#### [Alıştırma 1]
Aşağıdaki (a), (b) ve (c) ifadelerinin okuma metniyle uyuşup uyuşmadığını evet veya hayır ile belirtin ve her yanıtı belirleyen sözcükleri metinden aynen alıntılayın. (a) Yazar, işten sonraki zamanının çoğunu televizyon karşısında geçirir. (b) Yazar, yazma gereği eklendiğinde işin renginin değişmediğini söyler. (c) Yazar, izlediği her şeyin kendisinden yalnızca iyi olanı söylemesini bekliyormuş gibi olduğunu belirtir.
#### [Alıştırma 2]
Okuma metninin “Popüler Sinema” sözcükleriyle başlayıp “söylememi bekliyor gibi.” sözcükleriyle biten bölümünü hiçbir değişiklik yapmadan yineleyin.

#### [Okuma Metni]
———

Popüler Sinema

Paylaş
Ekran

Reklamlarda neler oluyor?

Reklamlarda neler oluyor?
Üye: Drama Queen İşten güçten sonraki zamanının çoğunu televizyon karşısında geçiren benim gibi birisi için, beyaz camdaki her şey ‘’seyredilmeli’’ ve ‘’yorum da yapılmalı’’ şeklinde devam ederken, bir de bu duruma ‘’artık bunları yazmak da gerek’’ eklenince, işin rengi de değişti tabii. Şimdi, gördüğüm her şey bana bambaşka sinyaller gönderiyor, izlediğim her şey kendisinde iyi veya kötü olanı söylememi bekliyor gibi.

———

#### [Kayıtlı Veriler]
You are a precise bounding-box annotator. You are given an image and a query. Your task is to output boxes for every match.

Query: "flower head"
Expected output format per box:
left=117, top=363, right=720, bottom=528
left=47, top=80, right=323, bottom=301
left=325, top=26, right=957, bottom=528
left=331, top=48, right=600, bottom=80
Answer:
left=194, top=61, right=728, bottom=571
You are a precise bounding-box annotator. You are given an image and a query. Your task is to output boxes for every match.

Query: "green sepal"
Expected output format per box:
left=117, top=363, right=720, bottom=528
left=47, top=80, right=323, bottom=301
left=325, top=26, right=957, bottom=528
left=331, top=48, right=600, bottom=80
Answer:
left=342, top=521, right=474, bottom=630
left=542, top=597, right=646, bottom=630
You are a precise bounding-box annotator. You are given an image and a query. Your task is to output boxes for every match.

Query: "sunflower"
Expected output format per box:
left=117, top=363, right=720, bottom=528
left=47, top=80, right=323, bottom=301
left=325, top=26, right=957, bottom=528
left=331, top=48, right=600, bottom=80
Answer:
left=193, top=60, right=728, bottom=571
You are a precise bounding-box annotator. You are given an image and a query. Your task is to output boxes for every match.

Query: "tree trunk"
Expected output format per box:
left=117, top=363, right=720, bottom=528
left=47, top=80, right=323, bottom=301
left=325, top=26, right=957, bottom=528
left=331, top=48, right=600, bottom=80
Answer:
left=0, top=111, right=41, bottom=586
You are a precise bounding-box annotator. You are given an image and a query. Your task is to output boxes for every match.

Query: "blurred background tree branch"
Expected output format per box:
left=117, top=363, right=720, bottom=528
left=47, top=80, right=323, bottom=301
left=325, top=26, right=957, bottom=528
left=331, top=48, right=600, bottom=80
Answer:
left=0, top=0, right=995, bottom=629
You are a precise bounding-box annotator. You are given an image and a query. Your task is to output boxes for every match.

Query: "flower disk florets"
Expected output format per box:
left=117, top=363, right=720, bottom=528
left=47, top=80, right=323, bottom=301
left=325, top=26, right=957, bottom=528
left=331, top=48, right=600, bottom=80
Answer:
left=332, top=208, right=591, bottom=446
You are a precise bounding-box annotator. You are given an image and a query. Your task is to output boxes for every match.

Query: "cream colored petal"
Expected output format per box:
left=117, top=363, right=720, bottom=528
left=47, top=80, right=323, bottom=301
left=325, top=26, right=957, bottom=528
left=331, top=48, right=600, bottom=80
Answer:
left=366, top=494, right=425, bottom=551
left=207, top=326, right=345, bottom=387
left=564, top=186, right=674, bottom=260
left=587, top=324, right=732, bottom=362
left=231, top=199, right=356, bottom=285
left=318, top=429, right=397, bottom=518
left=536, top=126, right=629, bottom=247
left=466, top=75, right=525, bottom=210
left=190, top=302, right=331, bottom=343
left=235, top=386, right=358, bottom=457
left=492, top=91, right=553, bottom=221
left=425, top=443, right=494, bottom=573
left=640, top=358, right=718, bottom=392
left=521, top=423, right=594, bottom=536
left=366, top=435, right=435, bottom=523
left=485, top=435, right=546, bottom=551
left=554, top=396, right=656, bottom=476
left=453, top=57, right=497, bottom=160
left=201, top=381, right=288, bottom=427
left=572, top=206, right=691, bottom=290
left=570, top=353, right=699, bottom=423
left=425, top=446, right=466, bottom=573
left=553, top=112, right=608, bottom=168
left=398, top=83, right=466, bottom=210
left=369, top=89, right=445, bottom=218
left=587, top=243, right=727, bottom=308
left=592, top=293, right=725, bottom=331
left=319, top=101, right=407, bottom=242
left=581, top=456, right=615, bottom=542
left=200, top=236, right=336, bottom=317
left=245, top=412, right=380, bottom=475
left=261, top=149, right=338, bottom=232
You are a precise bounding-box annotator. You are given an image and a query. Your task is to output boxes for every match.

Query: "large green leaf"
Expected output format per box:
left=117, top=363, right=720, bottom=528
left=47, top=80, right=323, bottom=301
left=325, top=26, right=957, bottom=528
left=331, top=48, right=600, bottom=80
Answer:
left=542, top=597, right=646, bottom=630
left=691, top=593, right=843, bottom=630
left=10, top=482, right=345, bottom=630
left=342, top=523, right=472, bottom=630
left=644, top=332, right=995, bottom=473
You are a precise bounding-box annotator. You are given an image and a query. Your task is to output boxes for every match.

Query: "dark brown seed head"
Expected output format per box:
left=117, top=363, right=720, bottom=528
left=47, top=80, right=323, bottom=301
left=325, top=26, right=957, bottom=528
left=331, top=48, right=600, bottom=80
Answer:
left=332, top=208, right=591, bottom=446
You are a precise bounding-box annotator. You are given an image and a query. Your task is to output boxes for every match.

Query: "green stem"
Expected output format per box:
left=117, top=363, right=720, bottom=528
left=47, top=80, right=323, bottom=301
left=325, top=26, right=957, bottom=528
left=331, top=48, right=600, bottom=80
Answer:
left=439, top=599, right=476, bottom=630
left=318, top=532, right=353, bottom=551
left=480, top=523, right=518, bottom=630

———

#### [Doğru Yanıt 1]
(a) Evet: “İşten güçten sonraki zamanının çoğunu televizyon karşısında geçiren benim gibi birisi için”
(b) Hayır: “işin rengi de değişti tabii”
(c) Hayır: “izlediğim her şey kendisinde iyi veya kötü olanı söylememi bekliyor gibi”

#### [Doğru Yanıt 2]
Popüler Sinema

Paylaş
Ekran

Reklamlarda neler oluyor?

Reklamlarda neler oluyor?
Üye: Drama Queen İşten güçten sonraki zamanının çoğunu televizyon karşısında geçiren benim gibi birisi için, beyaz camdaki her şey ‘’seyredilmeli’’ ve ‘’yorum da yapılmalı’’ şeklinde devam ederken, bir de bu duruma ‘’artık bunları yazmak da gerek’’ eklenince, işin rengi de değişti tabii. Şimdi, gördüğüm her şey bana bambaşka sinyaller gönderiyor, izlediğim her şey kendisinde iyi veya kötü olanı söylememi bekliyor gibi.